* _EXERCISE DESCRIPTION_: Return the listing below in full, with every line exactly as it is.
━━━ PROVIDED RECORDS
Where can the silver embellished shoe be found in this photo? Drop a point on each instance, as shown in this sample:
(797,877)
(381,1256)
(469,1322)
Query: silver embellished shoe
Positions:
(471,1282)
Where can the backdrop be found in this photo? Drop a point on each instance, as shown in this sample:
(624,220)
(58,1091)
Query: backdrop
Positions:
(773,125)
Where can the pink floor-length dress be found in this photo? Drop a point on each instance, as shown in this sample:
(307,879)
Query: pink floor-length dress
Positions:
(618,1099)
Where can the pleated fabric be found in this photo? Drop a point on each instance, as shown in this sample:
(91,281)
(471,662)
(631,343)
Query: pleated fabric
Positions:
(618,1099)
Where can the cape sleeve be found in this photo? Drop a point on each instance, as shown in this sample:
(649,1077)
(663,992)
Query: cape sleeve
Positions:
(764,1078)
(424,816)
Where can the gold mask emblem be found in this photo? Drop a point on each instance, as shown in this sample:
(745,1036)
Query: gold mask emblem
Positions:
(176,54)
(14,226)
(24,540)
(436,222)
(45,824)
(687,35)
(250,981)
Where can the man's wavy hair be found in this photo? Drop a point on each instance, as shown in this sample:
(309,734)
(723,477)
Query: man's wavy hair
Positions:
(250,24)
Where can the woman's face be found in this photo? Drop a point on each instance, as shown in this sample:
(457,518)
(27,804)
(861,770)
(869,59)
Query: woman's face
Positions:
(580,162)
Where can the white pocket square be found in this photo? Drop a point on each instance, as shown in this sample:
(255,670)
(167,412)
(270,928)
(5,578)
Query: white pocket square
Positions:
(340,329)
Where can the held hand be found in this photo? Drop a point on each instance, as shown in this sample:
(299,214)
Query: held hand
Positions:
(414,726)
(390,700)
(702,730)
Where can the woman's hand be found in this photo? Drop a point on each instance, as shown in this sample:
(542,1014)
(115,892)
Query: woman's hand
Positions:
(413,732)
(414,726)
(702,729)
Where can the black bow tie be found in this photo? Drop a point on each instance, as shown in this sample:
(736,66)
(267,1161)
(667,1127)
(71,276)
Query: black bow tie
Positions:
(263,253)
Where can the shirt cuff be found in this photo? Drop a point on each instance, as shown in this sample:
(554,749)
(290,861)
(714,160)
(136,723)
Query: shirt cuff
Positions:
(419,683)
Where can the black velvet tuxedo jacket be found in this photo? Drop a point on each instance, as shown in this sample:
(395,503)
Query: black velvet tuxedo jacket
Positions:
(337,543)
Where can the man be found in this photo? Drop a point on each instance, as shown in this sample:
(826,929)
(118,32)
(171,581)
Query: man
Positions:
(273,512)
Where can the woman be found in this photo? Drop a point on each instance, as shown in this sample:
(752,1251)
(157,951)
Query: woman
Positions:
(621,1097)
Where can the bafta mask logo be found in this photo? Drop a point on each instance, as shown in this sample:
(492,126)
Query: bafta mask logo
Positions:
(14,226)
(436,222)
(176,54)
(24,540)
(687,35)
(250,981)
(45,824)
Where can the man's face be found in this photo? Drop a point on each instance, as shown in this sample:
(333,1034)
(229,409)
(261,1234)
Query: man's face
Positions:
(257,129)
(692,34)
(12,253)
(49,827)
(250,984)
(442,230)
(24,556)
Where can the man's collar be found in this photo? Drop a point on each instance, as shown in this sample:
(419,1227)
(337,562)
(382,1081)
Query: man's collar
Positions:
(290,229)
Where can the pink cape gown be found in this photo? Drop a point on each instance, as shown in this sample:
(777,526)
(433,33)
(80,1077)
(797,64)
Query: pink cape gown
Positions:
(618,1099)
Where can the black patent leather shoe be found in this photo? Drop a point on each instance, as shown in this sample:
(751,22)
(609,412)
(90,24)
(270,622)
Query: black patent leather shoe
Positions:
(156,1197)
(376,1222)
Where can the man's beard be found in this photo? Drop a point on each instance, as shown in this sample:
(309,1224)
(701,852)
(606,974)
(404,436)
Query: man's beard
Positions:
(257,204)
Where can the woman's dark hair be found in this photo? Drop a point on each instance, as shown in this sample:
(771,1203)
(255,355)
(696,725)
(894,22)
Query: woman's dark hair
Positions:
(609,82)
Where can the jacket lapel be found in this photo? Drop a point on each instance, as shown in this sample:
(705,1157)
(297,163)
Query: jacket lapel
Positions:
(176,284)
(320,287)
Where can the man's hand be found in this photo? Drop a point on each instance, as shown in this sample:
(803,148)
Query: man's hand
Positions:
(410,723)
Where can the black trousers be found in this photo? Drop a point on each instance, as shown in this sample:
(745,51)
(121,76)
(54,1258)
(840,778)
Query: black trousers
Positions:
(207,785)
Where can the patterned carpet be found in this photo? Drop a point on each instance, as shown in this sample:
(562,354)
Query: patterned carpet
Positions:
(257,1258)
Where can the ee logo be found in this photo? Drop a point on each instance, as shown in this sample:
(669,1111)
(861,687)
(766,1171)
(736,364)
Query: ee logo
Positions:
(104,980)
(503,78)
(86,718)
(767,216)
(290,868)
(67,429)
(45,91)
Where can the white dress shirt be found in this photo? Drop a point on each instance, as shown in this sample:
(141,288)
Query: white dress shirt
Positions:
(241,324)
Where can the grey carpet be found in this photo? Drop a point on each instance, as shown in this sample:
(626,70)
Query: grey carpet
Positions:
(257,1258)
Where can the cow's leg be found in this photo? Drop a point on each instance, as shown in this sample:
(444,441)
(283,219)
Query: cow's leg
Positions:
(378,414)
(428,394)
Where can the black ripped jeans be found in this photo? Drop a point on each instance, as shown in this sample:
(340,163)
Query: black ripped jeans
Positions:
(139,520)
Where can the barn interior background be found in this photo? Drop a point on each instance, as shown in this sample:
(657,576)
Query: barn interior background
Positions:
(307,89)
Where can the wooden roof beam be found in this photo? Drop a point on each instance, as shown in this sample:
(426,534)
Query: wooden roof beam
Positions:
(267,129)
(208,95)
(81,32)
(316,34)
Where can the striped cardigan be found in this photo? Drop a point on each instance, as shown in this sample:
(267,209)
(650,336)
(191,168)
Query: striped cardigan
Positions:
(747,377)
━━━━━━
* _EXERCISE SOLUTION_:
Where can the silver embellished shoe be found in this photo? Drop a point on each instance, as shown in this sample:
(797,877)
(381,1256)
(469,1322)
Query: silver embellished shoe
Positions:
(471,1282)
Where can the backdrop be found in this photo? Drop a point on each instance, as shown in this sample:
(624,220)
(58,1091)
Query: backdrop
Positions:
(773,125)
Where can the pink floor-length dress be found in this photo? Drop a point on each instance, as shown in this sample:
(307,879)
Query: pink floor-length dress
Positions:
(618,1099)
Where can the pleated fabric be found in this photo? Drop a point on each instance, as shown in this sample:
(91,281)
(471,662)
(631,343)
Query: pleated fabric
Positions:
(618,1099)
Where can the cape sleeve be found in this photo? Drop a point on each instance, as shown in this sample:
(649,1077)
(663,992)
Query: cape sleeve
Positions:
(764,1078)
(424,816)
Where can the gold mask emblem be found in this photo? Drop a point on each instance, as shown in this sample:
(745,1036)
Query: gold mask emblem
Positions:
(176,54)
(14,226)
(24,540)
(436,222)
(45,824)
(687,35)
(250,981)
Where can the man's wavy hair be found in this photo? Drop a point on each instance, as shown in this sample:
(309,734)
(723,477)
Query: man's wavy hair
Positions:
(250,24)
Where can the woman's face be found in this photo? Drop a point on each instance, as shown in this sample:
(457,518)
(27,804)
(861,770)
(869,59)
Query: woman's face
Positions:
(580,162)
Where can the white pocket square be found in this photo? Drop a point on each instance, as shown in this sample:
(255,670)
(167,412)
(270,928)
(5,578)
Query: white pocket square
Positions:
(340,329)
Where can the held hand be found in this photo? Drop a point on each instance, as shown in this sample:
(299,214)
Query: held hand
Positions:
(414,726)
(390,700)
(702,730)
Where can the woman's hand be found in this photo? Drop a point on each instance, as shown in this sample:
(542,1014)
(115,892)
Query: woman's hand
Positions:
(413,732)
(414,726)
(702,729)
Where can the black bow tie be found in this photo? Drop a point on each instance, as shown in this sample:
(736,66)
(267,1161)
(667,1127)
(71,276)
Query: black bow tie
Positions:
(263,253)
Where can the shirt cuff be found in this photo? Drop a point on each instance, as shown in this sample:
(554,749)
(290,861)
(714,160)
(136,723)
Query: shirt cuff
Positions:
(419,683)
Where can the black velvet tuxedo jacket be found in this photo? Drop a point on each instance, as shown in this sample:
(395,503)
Query: black velvet tuxedo jacket
Positions:
(337,543)
Where can the man be found in this photo? Drop a point on each instance, as shown in this sample:
(826,929)
(118,32)
(171,581)
Query: man
Positions:
(273,512)
Where can the woman be found in this photo? Drop a point on each instance, as shown in this sample:
(752,1251)
(157,951)
Query: woman
Positions:
(621,1097)
Where can the bafta mask logo be found in this photo? Drop a point on each instance, as shown in this sample:
(492,126)
Query: bafta mask logo
Positions:
(14,226)
(436,222)
(176,54)
(24,540)
(687,35)
(250,981)
(45,824)
Where can the man's face be found in this photo? Drop a point on each instance, as shown in this sample:
(333,1034)
(229,409)
(261,1234)
Query: man's face
Positions:
(257,129)
(692,34)
(12,253)
(49,827)
(250,984)
(442,230)
(24,556)
Where can the man's collar be found in this photo? Drop a point on each instance, as shown in this sample:
(419,1227)
(337,562)
(382,1081)
Query: man's collar
Positions:
(290,229)
Where can the pink cape gown be found in this photo? Drop a point on each instance, as shown in this sample:
(777,526)
(433,33)
(80,1077)
(797,64)
Query: pink cape gown
Positions:
(618,1099)
Where can the black patent leather shoe be found in this photo? Drop a point on each instance, as shown in this sample:
(751,22)
(609,412)
(90,24)
(270,622)
Query: black patent leather shoe
Positions:
(156,1197)
(376,1222)
Where can the man's beard be found in this photo? Drop a point on each instance, as shown in this sample:
(309,1224)
(701,852)
(606,974)
(404,436)
Query: man's beard
Positions:
(257,204)
Where can the woman's dark hair be found in this photo? Drop a point on each instance, as shown in this sample:
(771,1203)
(255,355)
(696,725)
(894,22)
Query: woman's dark hair
Positions:
(609,82)
Where can the jacket lapel be found in this photo? Drop a point on each instance, as shown in this sample:
(705,1157)
(297,163)
Query: jacket lapel
Positions:
(176,284)
(320,287)
Where can the man's hand be found in this photo? Drop a point on each instance, as shown in this sample:
(803,148)
Query: man's hand
Positions:
(410,723)
Where can the black trousers be found in this photo? Drop a point on each instance, as shown in this sample:
(745,51)
(121,76)
(54,1258)
(840,778)
Query: black trousers
Positions:
(207,785)
Where can the patterned carpet be found in this photo? Drop a point on each instance, as shown in this sample:
(562,354)
Query: patterned carpet
Positions:
(257,1258)
Where can the ee logo be found in this photo? Drop a point on each instance, as shown in this sample:
(669,1111)
(861,687)
(766,1171)
(736,364)
Query: ee logo
Positions:
(104,980)
(503,78)
(86,718)
(767,216)
(290,868)
(67,429)
(45,91)
Where can the white dress shirt be found in this photo? Drop a point on each instance, as shown in this sample:
(141,288)
Query: white dress shirt
Positions:
(241,324)
Where can the grey carpet be found in this photo? Drop a point on each instance, as shown in this sample:
(626,70)
Query: grey carpet
Positions:
(257,1258)
Where can the cow's leg be found in this photo? Drop a point on each instance, as shown in this sample:
(444,441)
(283,219)
Query: cow's leg
Positions:
(378,414)
(428,394)
Where can the black ripped jeans be found in this photo? Drop a point on each instance, as shown in this sample:
(340,163)
Query: black ripped jeans
Positions:
(139,520)
Where can the barn interior background be found in this photo? Drop a point on each instance, as shown in this sample:
(657,576)
Query: barn interior background
Positions:
(307,89)
Where can the wooden roof beam be found in this photo? Drop a point on each instance, as shown in this sample:
(426,534)
Query: wooden roof beam
Positions:
(267,129)
(208,95)
(81,32)
(316,34)
Where can the striped cardigan be found in this photo? Drop a point on each instance, as shown in this sample:
(267,209)
(650,336)
(191,168)
Query: striped cardigan
Positions:
(747,377)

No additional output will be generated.